On 08/11/2016 09:26 AM, Michal Privoznik wrote:
Now that NVDIMM has found its way into libvirt, users might want
to fine tune some settings for each module separately. One such
setting is 'share=on|off' for the memory-backend-file object.
This setting - just like its name suggest already - enables
sharing the nvdimm module with other applications. Under the hood
it controls whether qemu mmaps() the file as MAP_PRIVATE or
MAP_SHARED.
Yet again, we have such config knob in domain XML, but it's just
an attribute to numa <cell/>. This does not give fine enough
tuning on per-memdevice basis so we need to have the attribute
for each device too.
Signed-off-by: Michal Privoznik <mprivozn(a)redhat.com>
---
docs/formatdomain.html.in | 15 ++++++-
docs/schemas/domaincommon.rng | 19 ++++++---
src/conf/domain_conf.c | 15 ++++++-
src/conf/domain_conf.h | 2 +
src/libvirt_private.syms | 2 +
...emuxml2argv-memory-hotplug-nvdimm-memAccess.xml | 49 ++++++++++++++++++++++
6 files changed, 93 insertions(+), 9 deletions(-)
create mode 100644
tests/qemuxml2argvdata/qemuxml2argv-memory-hotplug-nvdimm-memAccess.xml
After reading this patch and the next one, I'm not sure I understand the
need. For a 'dimm' it already takes a value from whatever numa has for
the node. Adding this would seemingly allow someone to overwrite that
value. So what would happen if the numa node was private and the *dimm
node shared? The setting and usage does not restrict to nvdimm only.

- [RECORDS SUPPLIED]:
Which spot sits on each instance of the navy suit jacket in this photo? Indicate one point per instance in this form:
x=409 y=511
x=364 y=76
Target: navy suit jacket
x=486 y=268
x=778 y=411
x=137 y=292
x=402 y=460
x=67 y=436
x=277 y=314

- [EXERCISE SET]:
a. Print, word for word, the part of the NVDIMM patch discussion starting at "create mode 100644" and ending at "to nvdimm only.".
b. Which files does the NVDIMM patch discussion list as changed by the patch? Give each one's full path.

- [COMPLETE ANSWERS]:
a.
create mode 100644
tests/qemuxml2argvdata/qemuxml2argv-memory-hotplug-nvdimm-memAccess.xml
After reading this patch and the next one, I'm not sure I understand the
need. For a 'dimm' it already takes a value from whatever numa has for
the node. Adding this would seemingly allow someone to overwrite that
value. So what would happen if the numa node was private and the *dimm
node shared? The setting and usage does not restrict to nvdimm only.

b.
- docs/formatdomain.html.in
- docs/schemas/domaincommon.rng
- src/conf/domain_conf.c
- src/conf/domain_conf.h
- src/libvirt_private.syms
- tests/qemuxml2argvdata/qemuxml2argv-memory-hotplug-nvdimm-memAccess.xml